What you are asked to do: Return all of the records below verbatim.

(Dataset entries)
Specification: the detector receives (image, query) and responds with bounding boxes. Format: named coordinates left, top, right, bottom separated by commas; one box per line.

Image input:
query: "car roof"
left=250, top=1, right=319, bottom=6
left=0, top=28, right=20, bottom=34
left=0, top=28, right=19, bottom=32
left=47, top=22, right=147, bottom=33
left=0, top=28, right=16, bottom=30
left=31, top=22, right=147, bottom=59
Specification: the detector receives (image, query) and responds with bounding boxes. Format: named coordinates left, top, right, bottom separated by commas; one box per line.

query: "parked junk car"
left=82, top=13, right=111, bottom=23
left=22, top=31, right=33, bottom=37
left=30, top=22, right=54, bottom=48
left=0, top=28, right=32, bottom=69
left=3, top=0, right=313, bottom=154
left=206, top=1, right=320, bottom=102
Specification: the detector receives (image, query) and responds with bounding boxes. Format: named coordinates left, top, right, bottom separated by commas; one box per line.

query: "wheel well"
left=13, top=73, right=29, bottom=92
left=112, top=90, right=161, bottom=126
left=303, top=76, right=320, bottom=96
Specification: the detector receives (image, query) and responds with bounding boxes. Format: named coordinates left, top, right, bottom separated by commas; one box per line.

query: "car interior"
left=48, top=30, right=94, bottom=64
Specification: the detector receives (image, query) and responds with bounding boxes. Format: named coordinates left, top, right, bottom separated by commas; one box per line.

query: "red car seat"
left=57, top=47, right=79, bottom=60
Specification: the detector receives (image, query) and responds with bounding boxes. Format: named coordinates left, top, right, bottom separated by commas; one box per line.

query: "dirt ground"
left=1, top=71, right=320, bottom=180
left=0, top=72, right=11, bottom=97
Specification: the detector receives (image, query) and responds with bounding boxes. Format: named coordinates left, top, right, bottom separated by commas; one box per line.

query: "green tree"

Exercise answer:
Specification: the detector receives (image, query) and responds with bounding boxes. Format: named coordinates left, top, right, bottom separated by commas; one box per line.

Image input:
query: "car roof"
left=250, top=1, right=319, bottom=6
left=0, top=28, right=20, bottom=34
left=0, top=28, right=19, bottom=32
left=47, top=22, right=147, bottom=33
left=0, top=28, right=16, bottom=30
left=31, top=22, right=147, bottom=59
Specification: the detector receives (image, query) and responds with bounding boxes. Format: named coordinates left, top, right, bottom separated by commas; one box per line.

query: "parked junk car"
left=82, top=13, right=111, bottom=23
left=22, top=31, right=33, bottom=37
left=30, top=22, right=54, bottom=48
left=0, top=28, right=32, bottom=69
left=3, top=0, right=313, bottom=154
left=206, top=1, right=320, bottom=102
Specification: the detector receives (image, query) and responds with bounding boxes. Format: named coordinates left, top, right, bottom separated by commas; one box per line.

query: "wheel well"
left=13, top=73, right=29, bottom=92
left=112, top=90, right=161, bottom=126
left=303, top=76, right=320, bottom=96
Specification: the detector receives (image, query) and responds with bounding boxes. Format: named coordinates left, top, right, bottom separated by commas; one box per line.

query: "car interior"
left=48, top=30, right=94, bottom=64
Specification: the detector receives (image, query) and responds with bounding boxes. Format: named coordinates left, top, right, bottom separated by commas; one box per line.

query: "red car seat"
left=57, top=47, right=79, bottom=60
Specification: the detector receives (image, query) and responds with bounding boxes. Format: named coordinates left, top, right, bottom separated by commas; one box per line.

query: "dirt ground"
left=1, top=71, right=320, bottom=180
left=0, top=72, right=11, bottom=97
Specification: the detector receives (image, query) and responds with bounding boxes. Format: named coordinates left, top, right, bottom separated by commas; one box per line.

query: "green tree"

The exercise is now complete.